Start of Block

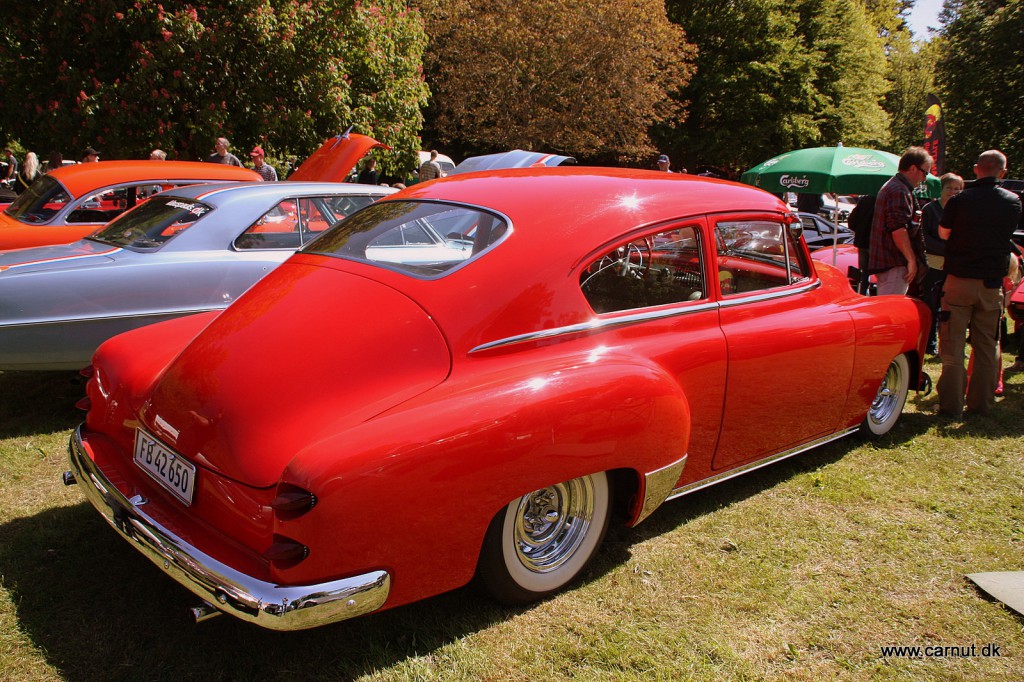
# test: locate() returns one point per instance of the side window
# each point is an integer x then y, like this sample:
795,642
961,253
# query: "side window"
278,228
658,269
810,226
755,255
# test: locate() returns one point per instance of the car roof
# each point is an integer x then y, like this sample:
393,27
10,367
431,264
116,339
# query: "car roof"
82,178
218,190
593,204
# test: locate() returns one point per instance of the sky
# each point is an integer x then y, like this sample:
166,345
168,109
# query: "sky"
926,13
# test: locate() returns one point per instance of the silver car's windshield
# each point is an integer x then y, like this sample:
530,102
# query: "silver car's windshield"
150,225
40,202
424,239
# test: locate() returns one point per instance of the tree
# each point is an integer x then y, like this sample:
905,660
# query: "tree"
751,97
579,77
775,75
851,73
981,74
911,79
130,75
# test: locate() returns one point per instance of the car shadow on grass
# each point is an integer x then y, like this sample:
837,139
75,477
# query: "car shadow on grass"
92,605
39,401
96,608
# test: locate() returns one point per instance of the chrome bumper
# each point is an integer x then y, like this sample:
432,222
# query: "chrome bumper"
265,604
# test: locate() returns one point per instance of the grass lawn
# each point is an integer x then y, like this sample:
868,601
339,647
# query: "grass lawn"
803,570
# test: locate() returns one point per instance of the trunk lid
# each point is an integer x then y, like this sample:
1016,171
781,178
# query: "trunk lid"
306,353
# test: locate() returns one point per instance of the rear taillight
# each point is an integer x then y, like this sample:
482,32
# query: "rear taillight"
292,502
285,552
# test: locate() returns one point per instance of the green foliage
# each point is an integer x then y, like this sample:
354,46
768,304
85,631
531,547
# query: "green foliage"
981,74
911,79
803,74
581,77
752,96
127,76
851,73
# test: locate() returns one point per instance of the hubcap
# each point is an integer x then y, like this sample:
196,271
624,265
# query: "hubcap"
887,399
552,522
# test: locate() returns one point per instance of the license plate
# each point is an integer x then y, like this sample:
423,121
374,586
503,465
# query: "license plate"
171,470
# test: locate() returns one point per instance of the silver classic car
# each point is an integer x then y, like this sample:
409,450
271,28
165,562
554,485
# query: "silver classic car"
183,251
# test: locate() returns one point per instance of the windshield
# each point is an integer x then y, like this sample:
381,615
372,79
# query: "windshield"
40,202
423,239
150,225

End of Block

» To do
Before writing out the material above, please remove its pictures; everything else stays exact.

» Expected answer
# test: locate() returns one point per instance of the side window
# each point is an integer x then y, like this sample:
795,642
961,253
# query: "side window"
278,228
658,269
810,226
755,255
# test: locate() returns one point per instance of the car roof
# each point is an integer x then y, like this sample:
393,27
10,367
431,264
116,339
# query: "car roof"
82,178
218,190
593,204
# test: locate() returns one point per instance of the sky
# each point is an integer x then y, like this sample:
166,345
168,109
# query: "sky"
926,13
# test: locate() returns one point per instance of the silver car's windshield
# each point is an integer x then y, like this sample:
530,102
# query: "silver car's windshield"
150,225
40,202
424,239
# test: locate() returns one point per instance of the tree
# each point is an integer x then y, like this sample:
905,660
# query: "tree"
751,97
579,77
775,75
851,73
981,74
911,79
130,75
# test: locate() returns one point per instance of the car shadow on grass
# each point is an integer x then y, like this sample:
837,139
75,477
# query: "car shadow on grass"
92,605
39,401
96,608
# test: locate() returns one point per instance of the chrome bumper
# each point is an integer x then y, like this sample:
432,222
# query: "chrome bumper"
265,604
# test: locate() returns one point per instance of the grass lawn
# each point is an integer x then y, like this sample:
868,601
339,647
# query: "grass lawn"
803,570
# test: locate() returns one point per instance of the trunk lid
# each point is an integer x then y, like this sample:
1016,171
781,178
# query: "trunk lid"
306,353
# test: locate() returns one point per instance of the rear taillight
# each point is an integer x then y, like this sample:
482,32
# query: "rear taillight"
292,502
285,552
# test: locate() returns one point per instance of the green foliage
# each point is an integer x then y, like this sample:
354,46
768,304
85,631
531,547
# query: "green foliage"
981,74
911,79
803,74
581,77
752,96
127,76
851,73
# test: locate() returns one point per instance of the hubcap
# each point is an integer x then y, like this sample:
196,271
624,265
# query: "hubcap"
887,399
552,522
# test: locate() returns one point per instance of the license plate
# each point is an integer x then y, like this sample:
423,121
374,586
503,465
# query: "license plate"
171,470
# test: locate() returns one point per instance of the silver classic car
# each point is an integer x then y, like this sample:
409,450
271,28
165,562
554,485
# query: "silver classic car"
183,251
# test: locate() returns one point per instance of the windshield
# each point is an integer x then y, like this sample:
381,615
372,79
# query: "windshield"
40,202
423,239
150,225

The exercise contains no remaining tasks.